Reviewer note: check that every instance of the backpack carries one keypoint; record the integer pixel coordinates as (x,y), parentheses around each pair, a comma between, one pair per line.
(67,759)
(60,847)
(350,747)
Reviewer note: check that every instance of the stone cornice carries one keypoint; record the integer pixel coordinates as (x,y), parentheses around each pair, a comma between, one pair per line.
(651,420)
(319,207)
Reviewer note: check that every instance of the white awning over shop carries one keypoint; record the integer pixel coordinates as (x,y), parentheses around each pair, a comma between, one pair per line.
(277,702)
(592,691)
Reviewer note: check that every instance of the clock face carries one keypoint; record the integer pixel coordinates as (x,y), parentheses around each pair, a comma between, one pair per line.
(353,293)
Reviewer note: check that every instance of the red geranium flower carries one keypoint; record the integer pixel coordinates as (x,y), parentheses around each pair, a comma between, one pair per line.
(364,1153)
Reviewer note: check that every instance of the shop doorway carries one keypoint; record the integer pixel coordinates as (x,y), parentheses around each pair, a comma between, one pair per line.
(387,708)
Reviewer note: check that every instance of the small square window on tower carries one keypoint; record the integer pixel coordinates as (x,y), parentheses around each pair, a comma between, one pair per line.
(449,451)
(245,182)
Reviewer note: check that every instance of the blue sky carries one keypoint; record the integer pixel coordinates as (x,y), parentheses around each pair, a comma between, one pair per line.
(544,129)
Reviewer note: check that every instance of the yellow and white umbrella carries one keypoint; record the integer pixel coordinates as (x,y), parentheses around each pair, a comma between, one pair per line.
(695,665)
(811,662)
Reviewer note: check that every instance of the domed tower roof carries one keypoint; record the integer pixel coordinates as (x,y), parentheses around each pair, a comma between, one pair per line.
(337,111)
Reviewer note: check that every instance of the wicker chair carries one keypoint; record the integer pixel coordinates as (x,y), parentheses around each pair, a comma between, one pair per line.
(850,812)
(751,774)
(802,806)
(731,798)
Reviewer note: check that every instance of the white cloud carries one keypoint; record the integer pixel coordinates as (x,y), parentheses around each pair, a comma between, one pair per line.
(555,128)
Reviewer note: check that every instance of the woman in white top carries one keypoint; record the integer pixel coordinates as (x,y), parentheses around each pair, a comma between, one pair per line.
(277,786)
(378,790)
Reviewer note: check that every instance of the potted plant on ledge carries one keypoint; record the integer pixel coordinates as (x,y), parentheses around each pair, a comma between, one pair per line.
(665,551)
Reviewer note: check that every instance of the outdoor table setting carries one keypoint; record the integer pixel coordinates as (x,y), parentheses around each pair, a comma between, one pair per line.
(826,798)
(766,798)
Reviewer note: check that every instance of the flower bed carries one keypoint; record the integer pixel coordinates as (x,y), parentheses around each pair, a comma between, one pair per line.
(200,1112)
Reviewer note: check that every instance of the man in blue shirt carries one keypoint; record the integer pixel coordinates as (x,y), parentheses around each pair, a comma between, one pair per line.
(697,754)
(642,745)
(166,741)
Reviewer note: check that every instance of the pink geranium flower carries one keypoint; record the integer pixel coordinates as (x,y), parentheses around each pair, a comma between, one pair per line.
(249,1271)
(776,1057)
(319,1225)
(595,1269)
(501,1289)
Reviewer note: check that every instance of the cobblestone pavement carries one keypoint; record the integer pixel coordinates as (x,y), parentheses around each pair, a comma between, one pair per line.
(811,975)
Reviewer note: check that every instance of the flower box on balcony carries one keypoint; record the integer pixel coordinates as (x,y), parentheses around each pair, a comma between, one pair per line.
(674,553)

_____

• **Problem requirements**: This exercise calls for the line containing "Reviewer note: check that every instance of the flower bed" and each line after it in the records, copied exactly.

• **Response to the exercise**:
Reviewer note: check that every instance of the flower bed carries one keypoint; record the integer pixel coordinates as (x,y), parentheses around each pair, a comma between, one pair per line.
(200,1112)
Reviewer note: check that every instance of the man in blue shirt carries one keypoint; record the integer pixel coordinates as (x,y), parentheses around each pair, a comma between, one pair per line.
(697,754)
(642,745)
(166,741)
Reviewer note: check that every instance of the pink geranium flower carries one keypoint; record the integer pixel coordinates as (x,y), parentheses around each pair, a comma between, one pair per line.
(249,1271)
(776,1057)
(319,1225)
(595,1269)
(501,1289)
Reviewer note: check that every instance of the cobblestone pavement carries one keypoint; record the integer pixel coordinates as (x,y), parentheses around each pair, a comma between, one pair per line.
(811,975)
Reviewer note: check that every instance of the flower box on balcony carries one keypoint; record the integer pixel coordinates as (x,y), parentheses around each pair, a comma between, one pair per line.
(674,553)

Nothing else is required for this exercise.